SELECTED PASSAGE:
START

Jun 8 2013

Excellent news: Massachusetts’ highest court upholds probable cause, judicial oversight standard for extended GPS tracking

Dr. Q

By Kade Crockford, Director of the ACLU of Massachusetts Technology for Liberty Project

This article was originally posted at the Privacy Matters blog on June 7, 2013. It has been reprinted with permission.

It’s been quite a week, what with the Guardian newspaper’s Glenn Greenwald publishing a leaked NSA surveillance order to Verizon, and then last night’s revelations about how the military has directly tapped in to the servers of major internet companies like Google, Apple, Microsoft and Facebook. What began as a major controversy about phone and internet records has exploded into the biggest surveillance story of a decade, littered with scores of privacy-bombshells.

Particularly in light of these disclosures, the Massachusetts Supreme Judicial Court Commonwealth v. Rousseau decision, released this week, deserves wide discussion.

END

GIVEN DATA:

START

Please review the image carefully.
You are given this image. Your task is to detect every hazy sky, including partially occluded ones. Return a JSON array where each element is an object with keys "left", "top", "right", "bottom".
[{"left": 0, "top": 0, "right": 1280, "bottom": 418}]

END

EXERCISE SET:
1. From the surveillance article above, give again the passage starting with "By Kade Crockford, Director" and going on through "reprinted with permission.".
2. Condense the paragraph of the surveillance article that begins "It’s been quite a week" into a shorter version that keeps its main facts.
3. Answer these questions using the surveillance article:
(a) What program does Kade Crockford direct?
(b) Where and on what date was the article first posted?
(c) Which decision of the Massachusetts Supreme Judicial Court does the article say deserves wide discussion?

FINAL RESULTS:
1.
By Kade Crockford, Director of the ACLU of Massachusetts Technology for Liberty Project

This article was originally posted at the Privacy Matters blog on June 7, 2013. It has been reprinted with permission.

2. In one week, the Guardian's Glenn Greenwald published a leaked NSA surveillance order to Verizon. Then came revelations that the military had directly tapped the servers of major internet companies such as Google, Apple, Microsoft and Facebook. A controversy over phone and internet records grew into the decade's biggest surveillance story.

3.
(a) The ACLU of Massachusetts Technology for Liberty Project.
(b) At the Privacy Matters blog, on June 7, 2013.
(c) Commonwealth v. Rousseau.